* _Work instructions_: Rewrite the part of the records that begins with the line containing "Every instance of the grass takes" and ends with the line containing "[(296, 203)]", changing every "marker" to "point" and leaving everything else as it is.

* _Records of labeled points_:
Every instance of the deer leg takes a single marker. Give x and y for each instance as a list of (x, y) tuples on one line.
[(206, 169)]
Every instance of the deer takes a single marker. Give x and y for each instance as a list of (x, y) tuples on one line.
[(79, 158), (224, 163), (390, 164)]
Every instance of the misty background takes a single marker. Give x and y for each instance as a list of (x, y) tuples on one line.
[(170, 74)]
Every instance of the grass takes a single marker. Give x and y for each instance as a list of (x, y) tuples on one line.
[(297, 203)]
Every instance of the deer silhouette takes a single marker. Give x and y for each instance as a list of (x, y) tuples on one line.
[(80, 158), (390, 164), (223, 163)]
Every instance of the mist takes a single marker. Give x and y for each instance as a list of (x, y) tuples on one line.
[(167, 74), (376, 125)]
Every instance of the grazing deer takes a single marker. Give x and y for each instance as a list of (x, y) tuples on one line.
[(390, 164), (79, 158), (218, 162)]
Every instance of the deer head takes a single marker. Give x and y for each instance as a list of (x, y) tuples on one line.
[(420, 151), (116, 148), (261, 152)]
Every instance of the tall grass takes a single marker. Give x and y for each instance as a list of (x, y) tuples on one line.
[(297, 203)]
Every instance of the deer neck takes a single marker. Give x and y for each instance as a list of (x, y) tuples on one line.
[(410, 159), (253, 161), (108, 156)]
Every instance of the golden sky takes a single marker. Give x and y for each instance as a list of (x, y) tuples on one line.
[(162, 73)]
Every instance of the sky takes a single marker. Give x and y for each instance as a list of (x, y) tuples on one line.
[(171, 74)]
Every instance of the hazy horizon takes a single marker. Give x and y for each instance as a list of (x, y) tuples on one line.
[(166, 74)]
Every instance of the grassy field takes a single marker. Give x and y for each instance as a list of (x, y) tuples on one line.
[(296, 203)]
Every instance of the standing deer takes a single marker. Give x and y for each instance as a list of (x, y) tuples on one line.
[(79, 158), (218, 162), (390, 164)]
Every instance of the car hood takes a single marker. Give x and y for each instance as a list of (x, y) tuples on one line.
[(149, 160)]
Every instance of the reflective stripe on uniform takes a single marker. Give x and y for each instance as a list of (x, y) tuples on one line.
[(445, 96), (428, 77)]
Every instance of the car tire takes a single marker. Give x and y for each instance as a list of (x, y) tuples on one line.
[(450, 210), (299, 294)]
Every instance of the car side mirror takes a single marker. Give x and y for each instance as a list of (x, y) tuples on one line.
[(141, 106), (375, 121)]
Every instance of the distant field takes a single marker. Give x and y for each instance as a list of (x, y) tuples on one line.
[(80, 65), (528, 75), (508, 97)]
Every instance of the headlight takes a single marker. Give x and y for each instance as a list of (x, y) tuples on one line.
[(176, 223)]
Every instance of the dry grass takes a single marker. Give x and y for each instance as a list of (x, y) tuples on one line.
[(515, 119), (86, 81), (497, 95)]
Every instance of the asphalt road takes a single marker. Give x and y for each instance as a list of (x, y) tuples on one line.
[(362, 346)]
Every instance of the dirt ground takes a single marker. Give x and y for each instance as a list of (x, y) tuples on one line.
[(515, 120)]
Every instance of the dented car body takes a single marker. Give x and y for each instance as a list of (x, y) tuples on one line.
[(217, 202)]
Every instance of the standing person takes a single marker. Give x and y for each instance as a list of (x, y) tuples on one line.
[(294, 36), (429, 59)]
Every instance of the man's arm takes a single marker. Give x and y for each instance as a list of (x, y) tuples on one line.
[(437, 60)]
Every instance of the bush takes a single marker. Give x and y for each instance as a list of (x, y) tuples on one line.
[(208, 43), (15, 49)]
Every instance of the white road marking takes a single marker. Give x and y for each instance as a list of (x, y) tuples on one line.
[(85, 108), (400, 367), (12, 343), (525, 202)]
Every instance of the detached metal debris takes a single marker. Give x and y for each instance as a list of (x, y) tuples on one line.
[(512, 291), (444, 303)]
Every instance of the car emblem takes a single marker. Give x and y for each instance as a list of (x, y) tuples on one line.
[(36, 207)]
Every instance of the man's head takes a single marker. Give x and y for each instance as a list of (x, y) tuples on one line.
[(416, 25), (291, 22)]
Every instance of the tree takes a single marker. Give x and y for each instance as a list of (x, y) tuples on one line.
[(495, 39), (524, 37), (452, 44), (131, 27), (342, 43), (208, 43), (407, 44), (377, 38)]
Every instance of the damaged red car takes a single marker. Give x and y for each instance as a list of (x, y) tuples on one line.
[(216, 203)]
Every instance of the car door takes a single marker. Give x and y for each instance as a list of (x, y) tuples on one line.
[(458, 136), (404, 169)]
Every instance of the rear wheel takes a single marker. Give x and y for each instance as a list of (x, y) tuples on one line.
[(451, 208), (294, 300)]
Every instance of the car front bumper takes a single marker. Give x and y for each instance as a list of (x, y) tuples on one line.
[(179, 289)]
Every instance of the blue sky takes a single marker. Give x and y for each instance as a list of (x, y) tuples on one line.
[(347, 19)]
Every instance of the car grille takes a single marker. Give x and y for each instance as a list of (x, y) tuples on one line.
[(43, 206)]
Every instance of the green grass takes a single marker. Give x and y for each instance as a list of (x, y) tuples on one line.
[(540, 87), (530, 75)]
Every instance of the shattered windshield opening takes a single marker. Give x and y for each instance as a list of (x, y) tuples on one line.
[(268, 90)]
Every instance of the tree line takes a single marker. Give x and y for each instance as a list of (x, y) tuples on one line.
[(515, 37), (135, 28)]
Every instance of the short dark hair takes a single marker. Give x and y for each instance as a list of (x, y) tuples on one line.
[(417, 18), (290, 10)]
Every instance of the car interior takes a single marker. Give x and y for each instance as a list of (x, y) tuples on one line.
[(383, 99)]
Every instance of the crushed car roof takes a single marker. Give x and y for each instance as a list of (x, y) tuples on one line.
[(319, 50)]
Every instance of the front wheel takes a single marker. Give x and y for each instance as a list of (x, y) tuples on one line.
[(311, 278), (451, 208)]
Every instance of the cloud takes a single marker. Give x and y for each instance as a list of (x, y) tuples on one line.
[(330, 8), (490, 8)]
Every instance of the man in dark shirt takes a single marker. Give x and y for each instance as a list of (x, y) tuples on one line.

* _Completed task_:
Every instance of the grass takes a single point. Give x and y for each instance as a list of (x, y) tuples on one line.
[(297, 203)]
Every instance of the deer silhouette takes a single point. Give x and y for each instance as a list of (x, y) tuples on one line.
[(80, 158), (390, 164), (223, 163)]
Every instance of the mist takes a single point. Give x and y for each instance as a list of (x, y) tuples on one line.
[(167, 74), (376, 125)]
Every instance of the grazing deer takes a single point. Give x and y for each instance as a list of (x, y) tuples on one line.
[(390, 164), (79, 158), (218, 162)]
Every instance of the deer head takes a single point. Give x and y for each instance as a list of (x, y) tuples on one line.
[(420, 151), (116, 148), (261, 152)]
Every instance of the tall grass takes a single point. Give x and y for each instance as a list of (x, y) tuples on one line.
[(297, 203)]
Every instance of the deer neck takes a single point. Give x and y for each instance as a list of (x, y) tuples on one line.
[(410, 159), (253, 161), (108, 156)]
Every instance of the golden sky takes a single point. Give x and y for each instance as a list of (x, y) tuples on one line.
[(162, 73)]
Every instance of the sky takes a single point. Give x and y for each instance as a list of (x, y) tuples on one line.
[(171, 74)]
Every instance of the hazy horizon takes a single point. Give x and y for each instance as a list of (x, y) tuples on one line.
[(166, 74)]
Every instance of the grassy field takes a single point. Give x and y for each instance as a list of (x, y) tuples on one line.
[(296, 203)]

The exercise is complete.